++++ SOURCE DATA

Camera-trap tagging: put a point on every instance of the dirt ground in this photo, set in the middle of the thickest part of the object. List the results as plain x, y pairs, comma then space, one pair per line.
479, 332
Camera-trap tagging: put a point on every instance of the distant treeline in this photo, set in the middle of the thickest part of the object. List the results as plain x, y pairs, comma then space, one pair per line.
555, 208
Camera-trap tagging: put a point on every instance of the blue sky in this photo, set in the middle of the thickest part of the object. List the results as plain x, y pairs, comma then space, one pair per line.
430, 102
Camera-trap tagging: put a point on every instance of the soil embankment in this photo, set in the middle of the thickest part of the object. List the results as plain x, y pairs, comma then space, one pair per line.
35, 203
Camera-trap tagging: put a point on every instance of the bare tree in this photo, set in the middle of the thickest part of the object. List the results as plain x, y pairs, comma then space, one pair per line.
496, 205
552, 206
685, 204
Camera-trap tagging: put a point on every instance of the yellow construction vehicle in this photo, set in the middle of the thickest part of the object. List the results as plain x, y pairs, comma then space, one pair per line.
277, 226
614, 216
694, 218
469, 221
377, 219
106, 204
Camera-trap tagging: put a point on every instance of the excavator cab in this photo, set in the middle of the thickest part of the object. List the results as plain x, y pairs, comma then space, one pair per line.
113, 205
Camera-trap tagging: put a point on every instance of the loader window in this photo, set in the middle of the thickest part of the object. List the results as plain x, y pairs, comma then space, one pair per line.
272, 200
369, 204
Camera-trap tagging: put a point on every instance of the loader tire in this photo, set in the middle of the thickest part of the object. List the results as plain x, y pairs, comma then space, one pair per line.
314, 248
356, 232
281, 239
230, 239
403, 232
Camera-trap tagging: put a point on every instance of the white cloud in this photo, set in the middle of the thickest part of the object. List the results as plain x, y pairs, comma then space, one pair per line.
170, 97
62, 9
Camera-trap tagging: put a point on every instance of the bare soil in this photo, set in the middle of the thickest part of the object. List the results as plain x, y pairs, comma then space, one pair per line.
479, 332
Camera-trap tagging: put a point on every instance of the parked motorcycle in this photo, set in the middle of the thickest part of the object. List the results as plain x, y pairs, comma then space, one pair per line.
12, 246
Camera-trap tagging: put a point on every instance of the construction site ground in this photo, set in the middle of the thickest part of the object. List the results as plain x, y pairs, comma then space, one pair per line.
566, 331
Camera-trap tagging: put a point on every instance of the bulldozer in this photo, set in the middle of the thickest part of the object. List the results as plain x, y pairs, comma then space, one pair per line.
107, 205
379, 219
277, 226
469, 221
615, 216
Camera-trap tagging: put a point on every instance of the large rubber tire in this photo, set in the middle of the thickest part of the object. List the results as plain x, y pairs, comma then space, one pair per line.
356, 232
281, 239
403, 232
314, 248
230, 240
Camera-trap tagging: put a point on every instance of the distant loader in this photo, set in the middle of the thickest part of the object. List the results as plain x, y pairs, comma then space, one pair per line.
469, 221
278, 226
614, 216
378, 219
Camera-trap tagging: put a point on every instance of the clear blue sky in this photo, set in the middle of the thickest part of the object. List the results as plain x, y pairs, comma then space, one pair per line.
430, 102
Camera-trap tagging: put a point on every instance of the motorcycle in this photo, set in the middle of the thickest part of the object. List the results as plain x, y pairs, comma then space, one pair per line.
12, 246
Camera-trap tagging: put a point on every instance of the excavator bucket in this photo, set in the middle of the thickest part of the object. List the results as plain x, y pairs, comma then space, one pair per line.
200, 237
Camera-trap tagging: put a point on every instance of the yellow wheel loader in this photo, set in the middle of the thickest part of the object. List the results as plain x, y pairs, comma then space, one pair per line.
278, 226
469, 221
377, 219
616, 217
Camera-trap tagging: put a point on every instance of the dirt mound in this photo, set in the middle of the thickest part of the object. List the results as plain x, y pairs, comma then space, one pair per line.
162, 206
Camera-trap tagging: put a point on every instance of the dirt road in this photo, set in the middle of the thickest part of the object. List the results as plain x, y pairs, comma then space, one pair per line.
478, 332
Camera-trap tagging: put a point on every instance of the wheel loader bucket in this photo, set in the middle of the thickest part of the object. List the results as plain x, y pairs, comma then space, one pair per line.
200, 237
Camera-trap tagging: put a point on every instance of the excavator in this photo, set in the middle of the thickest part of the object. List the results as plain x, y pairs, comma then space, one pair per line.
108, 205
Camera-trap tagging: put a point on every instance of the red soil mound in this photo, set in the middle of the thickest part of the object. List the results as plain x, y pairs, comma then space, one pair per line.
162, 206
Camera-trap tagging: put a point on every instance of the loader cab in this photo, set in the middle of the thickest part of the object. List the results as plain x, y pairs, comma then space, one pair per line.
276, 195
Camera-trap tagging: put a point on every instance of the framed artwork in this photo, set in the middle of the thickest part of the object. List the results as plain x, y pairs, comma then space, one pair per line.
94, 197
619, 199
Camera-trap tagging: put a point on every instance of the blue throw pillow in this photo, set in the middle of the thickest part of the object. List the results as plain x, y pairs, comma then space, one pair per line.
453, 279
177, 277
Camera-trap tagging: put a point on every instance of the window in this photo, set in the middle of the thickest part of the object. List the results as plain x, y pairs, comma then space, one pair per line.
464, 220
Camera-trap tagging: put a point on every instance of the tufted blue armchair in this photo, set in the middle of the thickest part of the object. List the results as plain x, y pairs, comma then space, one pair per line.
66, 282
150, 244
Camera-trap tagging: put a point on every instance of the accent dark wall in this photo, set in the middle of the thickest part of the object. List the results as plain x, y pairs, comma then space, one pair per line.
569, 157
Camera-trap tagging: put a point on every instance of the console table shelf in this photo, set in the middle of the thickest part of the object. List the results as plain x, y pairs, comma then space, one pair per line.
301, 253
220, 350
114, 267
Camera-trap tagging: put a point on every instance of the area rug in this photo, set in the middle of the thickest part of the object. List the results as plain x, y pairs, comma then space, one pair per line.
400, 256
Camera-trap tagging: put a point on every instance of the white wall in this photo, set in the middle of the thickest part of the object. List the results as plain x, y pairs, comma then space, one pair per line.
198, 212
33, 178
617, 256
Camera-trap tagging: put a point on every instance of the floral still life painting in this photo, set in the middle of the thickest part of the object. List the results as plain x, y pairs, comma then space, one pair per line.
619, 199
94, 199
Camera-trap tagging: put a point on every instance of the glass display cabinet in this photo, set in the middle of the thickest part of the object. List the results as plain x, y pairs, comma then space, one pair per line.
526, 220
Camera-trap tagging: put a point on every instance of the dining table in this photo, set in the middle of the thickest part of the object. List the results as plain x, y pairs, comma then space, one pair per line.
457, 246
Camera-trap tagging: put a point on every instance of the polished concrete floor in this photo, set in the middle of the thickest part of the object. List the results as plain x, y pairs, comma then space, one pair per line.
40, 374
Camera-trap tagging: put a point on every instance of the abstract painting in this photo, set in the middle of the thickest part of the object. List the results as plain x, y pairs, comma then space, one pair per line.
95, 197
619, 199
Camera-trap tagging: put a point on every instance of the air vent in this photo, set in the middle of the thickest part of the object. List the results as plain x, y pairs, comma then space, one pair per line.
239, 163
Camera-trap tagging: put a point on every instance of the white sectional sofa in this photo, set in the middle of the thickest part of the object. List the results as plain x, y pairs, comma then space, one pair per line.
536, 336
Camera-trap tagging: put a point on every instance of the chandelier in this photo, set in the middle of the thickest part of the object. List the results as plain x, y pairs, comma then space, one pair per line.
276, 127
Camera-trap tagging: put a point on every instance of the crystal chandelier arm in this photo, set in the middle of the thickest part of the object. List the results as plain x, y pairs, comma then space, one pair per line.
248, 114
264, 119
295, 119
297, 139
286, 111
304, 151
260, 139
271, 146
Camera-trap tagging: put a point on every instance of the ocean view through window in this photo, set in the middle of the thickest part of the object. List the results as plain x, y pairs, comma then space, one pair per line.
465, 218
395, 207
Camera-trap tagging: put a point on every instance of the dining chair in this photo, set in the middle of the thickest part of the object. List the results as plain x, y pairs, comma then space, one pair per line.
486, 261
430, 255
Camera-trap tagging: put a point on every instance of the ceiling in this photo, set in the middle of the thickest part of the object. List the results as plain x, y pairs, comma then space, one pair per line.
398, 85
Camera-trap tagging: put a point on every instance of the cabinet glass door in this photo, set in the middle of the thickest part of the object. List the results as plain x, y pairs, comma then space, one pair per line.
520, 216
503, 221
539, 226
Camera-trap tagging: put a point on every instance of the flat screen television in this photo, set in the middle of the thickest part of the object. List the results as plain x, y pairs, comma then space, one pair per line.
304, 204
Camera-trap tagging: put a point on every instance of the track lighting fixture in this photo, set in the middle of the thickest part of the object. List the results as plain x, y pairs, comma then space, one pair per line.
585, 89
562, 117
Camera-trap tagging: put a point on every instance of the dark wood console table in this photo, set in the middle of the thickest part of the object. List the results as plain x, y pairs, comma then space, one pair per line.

++++++++

▶ TASK DETAILS
Repeat, without change, each line of the data above from the one that contains "of the cabinet" through the final line, counting both.

▶ SOLUTION FOR THIS EXERCISE
Camera-trap tagging: put a point on every instance of the cabinet glass door in this photo, set in the middle of the thickest part of the object. List the results as plain x, y pairs, comma then space, one pair per line.
520, 216
503, 221
539, 226
Camera-trap tagging: put a point on every instance of the flat screen television in this photo, set in the middle of the thickest part of the object. List the results as plain x, y pairs, comma then space, one pair per line.
304, 204
Camera-trap tagging: put a point on every instance of the track lighting fixture in this photo, set in the middle of the thickest part of the object. List the results as plain x, y pairs, comma then space, one pair per line.
585, 89
562, 117
Camera-trap tagging: put a point on every instance of the dark wood console table in this photo, set in the middle of the thickest part of the object. List the results as plain x, y pairs, comma then space, one pair per line.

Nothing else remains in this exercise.